-- start TEXT PASSAGE --

- Theatrical release poster
- Directed by: Babu Thooyavan
- Written by: Babu Thooyavan G Radhakrishnan (dialogues)
- Produced by: G Kartik A Mushthari
- Starring: Nandha Natty Subramaniam Sanam Shetty Sharika
- Cinematography: U. K. Senthil Kumar
- Edited by: Muthulakshmi Varadhan
- Music by: Taj Noor
- Production company: Appu Movies
- Distributed by: Appu Movies
- Release date: 13 March 2015;
- Running time: 143 minutes
- Country: India
- Language: Tamil

= Katham Katham =

2015 Indian film by Babu Thooyavan

Katham Katham is a 2015 Indian Tamil-language action thriller film directed by newcomer Babu Thooyavan, son of veteran writer Thooyavan. The film stars Nandha, Natty Subramaniam, Sanam Shetty and Sharika, and was produced by Appu Movies. The film's title is based off a dialogue spoken by Rajinikanth in Baba (2002).

-- end TEXT PASSAGE --

▶ **AIM 1**
According to the film article, what is the running time of Katham Katham?
▶ **AIM 2**
Continue the article on the film Katham Katham from the point at which it stops.

-- start DATA EXTRACT --

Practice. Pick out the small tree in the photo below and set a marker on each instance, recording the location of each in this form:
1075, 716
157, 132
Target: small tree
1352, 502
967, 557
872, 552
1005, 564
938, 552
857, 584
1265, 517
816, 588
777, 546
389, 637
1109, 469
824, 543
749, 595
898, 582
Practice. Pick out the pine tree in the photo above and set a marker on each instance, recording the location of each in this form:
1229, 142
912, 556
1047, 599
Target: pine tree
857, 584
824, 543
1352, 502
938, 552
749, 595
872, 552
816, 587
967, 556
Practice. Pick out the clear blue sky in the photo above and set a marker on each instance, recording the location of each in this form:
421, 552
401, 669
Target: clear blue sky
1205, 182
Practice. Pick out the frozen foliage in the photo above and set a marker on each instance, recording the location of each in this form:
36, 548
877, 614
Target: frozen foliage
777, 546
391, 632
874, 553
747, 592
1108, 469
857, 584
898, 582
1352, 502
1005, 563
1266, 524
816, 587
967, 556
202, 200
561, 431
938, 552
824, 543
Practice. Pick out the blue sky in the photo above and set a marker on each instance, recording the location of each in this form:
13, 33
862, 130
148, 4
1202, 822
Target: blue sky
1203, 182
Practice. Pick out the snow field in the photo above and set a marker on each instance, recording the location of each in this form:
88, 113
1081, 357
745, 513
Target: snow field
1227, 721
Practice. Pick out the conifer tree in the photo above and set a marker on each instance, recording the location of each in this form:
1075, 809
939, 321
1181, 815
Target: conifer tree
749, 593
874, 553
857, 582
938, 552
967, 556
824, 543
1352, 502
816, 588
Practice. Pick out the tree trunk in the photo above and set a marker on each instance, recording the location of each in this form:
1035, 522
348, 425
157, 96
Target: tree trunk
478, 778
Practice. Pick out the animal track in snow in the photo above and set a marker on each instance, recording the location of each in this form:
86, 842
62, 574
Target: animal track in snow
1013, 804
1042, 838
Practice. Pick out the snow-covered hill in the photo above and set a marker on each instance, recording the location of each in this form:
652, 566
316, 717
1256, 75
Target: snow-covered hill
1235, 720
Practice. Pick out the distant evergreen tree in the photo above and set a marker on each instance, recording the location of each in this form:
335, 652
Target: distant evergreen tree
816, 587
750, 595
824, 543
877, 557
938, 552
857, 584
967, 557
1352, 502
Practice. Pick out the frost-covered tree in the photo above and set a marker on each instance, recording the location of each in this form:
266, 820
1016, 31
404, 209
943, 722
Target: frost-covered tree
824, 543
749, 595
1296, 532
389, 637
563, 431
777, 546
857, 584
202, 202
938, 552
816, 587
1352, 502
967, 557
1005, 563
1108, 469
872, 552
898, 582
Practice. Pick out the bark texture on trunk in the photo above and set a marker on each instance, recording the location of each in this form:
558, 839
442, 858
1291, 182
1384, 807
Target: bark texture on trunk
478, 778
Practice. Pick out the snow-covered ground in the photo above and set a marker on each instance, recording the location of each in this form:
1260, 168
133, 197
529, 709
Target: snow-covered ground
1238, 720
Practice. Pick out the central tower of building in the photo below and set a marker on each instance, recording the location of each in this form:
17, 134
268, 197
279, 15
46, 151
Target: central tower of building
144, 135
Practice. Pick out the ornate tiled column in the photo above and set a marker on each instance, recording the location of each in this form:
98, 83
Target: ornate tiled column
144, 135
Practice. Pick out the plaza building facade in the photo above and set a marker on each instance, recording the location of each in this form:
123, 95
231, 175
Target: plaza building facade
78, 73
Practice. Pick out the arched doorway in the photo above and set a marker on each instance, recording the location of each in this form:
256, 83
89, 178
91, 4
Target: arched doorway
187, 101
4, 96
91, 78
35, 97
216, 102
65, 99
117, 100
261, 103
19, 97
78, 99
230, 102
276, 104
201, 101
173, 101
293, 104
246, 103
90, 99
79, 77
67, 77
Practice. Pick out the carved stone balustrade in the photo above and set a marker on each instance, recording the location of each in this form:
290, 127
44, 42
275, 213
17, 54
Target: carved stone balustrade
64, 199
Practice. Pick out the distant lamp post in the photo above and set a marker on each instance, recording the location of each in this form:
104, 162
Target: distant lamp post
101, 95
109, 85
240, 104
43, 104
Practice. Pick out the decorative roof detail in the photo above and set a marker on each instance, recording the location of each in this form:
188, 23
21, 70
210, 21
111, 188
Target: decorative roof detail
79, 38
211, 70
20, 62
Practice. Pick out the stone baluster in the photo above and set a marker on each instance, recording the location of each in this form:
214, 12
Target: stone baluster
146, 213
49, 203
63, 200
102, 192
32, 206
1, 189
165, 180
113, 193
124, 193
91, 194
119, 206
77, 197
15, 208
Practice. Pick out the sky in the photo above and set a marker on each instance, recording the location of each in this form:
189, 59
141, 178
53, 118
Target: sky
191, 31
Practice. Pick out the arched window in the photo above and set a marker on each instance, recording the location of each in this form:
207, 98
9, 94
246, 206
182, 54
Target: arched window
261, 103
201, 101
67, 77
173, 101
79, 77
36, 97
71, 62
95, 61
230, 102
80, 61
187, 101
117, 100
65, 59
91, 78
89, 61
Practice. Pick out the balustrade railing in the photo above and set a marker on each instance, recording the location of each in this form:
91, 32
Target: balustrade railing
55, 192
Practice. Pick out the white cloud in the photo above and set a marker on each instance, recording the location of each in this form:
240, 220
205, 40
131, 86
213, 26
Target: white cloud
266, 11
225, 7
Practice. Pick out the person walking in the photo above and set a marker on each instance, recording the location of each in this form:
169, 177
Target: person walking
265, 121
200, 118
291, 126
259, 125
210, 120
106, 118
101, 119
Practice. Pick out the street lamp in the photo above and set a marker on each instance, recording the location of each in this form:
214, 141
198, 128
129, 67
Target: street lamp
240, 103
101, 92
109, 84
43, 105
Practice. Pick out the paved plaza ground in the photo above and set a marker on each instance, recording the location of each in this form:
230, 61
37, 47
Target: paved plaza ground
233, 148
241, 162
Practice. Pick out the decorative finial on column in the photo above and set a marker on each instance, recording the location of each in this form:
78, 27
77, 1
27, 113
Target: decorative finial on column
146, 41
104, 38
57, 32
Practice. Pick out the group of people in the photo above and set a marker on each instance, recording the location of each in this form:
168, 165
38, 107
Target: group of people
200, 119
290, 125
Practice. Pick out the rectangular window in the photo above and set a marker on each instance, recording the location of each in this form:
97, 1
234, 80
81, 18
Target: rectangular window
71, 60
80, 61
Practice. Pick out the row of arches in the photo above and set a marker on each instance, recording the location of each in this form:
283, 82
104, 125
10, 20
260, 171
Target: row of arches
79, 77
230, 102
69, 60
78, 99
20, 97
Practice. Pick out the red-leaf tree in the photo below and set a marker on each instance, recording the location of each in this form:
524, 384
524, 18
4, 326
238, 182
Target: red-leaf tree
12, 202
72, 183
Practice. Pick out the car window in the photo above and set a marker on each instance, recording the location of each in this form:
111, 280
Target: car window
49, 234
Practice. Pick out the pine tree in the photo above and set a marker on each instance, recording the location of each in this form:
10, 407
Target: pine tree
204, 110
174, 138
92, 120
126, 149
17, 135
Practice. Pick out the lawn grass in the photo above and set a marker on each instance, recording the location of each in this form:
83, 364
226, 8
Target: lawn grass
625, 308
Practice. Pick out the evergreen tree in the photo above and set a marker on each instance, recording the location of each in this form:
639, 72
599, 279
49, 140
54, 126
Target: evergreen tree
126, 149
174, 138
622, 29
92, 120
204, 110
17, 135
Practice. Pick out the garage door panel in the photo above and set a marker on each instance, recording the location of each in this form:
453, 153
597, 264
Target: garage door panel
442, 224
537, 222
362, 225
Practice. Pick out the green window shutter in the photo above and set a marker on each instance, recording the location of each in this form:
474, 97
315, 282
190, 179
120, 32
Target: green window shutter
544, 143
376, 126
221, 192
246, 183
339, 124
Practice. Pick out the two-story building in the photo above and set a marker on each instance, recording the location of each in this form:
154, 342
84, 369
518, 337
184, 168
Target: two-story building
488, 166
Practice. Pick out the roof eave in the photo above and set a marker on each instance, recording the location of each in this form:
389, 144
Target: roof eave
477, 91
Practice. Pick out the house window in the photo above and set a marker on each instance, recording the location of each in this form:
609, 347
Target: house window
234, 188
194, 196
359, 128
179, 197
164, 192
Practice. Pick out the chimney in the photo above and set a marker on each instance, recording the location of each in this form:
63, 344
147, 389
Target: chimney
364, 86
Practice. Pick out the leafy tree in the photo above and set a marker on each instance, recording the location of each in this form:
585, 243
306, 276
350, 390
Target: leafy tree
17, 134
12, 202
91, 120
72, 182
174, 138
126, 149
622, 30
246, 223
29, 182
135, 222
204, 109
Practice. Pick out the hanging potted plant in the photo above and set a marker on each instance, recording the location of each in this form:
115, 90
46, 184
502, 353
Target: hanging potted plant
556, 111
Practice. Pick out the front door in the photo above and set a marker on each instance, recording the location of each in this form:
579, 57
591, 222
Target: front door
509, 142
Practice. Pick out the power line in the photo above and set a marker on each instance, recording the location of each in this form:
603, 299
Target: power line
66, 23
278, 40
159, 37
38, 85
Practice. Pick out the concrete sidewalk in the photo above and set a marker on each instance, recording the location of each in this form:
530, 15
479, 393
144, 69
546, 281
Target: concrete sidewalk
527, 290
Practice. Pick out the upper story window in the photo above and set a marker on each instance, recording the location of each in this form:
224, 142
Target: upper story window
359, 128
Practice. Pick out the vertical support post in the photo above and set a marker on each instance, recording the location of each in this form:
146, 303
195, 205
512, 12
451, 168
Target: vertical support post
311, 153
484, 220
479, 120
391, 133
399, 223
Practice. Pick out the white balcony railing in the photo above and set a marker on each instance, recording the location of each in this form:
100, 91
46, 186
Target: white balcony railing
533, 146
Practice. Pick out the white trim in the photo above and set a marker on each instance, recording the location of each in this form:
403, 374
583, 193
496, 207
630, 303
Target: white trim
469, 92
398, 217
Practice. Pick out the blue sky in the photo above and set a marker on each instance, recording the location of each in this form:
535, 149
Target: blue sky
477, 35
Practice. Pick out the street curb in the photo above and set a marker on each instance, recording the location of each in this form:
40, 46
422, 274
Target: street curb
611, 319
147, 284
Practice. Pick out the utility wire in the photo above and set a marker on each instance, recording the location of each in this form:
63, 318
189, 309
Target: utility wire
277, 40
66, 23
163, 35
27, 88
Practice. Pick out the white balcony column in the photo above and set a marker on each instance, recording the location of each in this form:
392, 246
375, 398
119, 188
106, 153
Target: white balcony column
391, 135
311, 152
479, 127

-- end DATA EXTRACT --

▶ **EXPECTED OUTPUT 1**
143 minutes

▶ **EXPECTED OUTPUT 2**
==Plot==

Nandha (Nandha Durairaj) is an upright sub-inspector of police who has been transferred 15 times in three years. He is then transferred in a police station based in Pollachi. There, Police Inspector Pandian (Natty Subramaniam) is in the pay of Minister Periyannan (Rajagopalan), who runs in own government in the place. Nandha is shocked to note that Pandian and the entire police department are corrupt. Thereafter, Nandha tries hard to enforce the order. Soon, both policemen clash. Pandian becomes an honest policeman after Periyannan's men attempt to kill him, and he is revived with blood transfusions from the public. However, Nandha does not believe that he has truly changed. After a fellow honest sub-inspector gets killed by Periyannan's men, Nandha blames Pandian, and through short routes, becomes inspector himself. He arranges for Periyannan and his men to clash with Pandian, but in the ensuing fight, Pandian kills them all, while Nandha walks away.

==Cast==

- Nandha Durairaj as Sub-Inspector Nandha
- Natty Subramaniam as Inspector Pandian
- Sanam Shetty as Madhu
- Sharika as Priya
- Nizhalgal Ravi as SP Ravichandran
- Singamuthu as Constable Kumar
- Crane Manohar as Constable Swami Doss
- Pandu as Madhu's father
- Kaajal Pasupathi as Padmini
- Rajagopalan as Minister Periyannan
- Vinod as Sub-Inspector Kannan
- Harish as Sakthi, Periyannan's son
- K. R. Selvaraj as Nandha's father
- Soundar as Constable Soundar
- Seshu as Constable Unnikrishnan
- Mona Petra as DSP Deepthi Nair
- Sindhu as Manimekalai
- Maruthu Pandi
- Nisha Dass
- Muthu K Kumaran as Registar

==Soundtrack==
The music was composed by Taj Noor.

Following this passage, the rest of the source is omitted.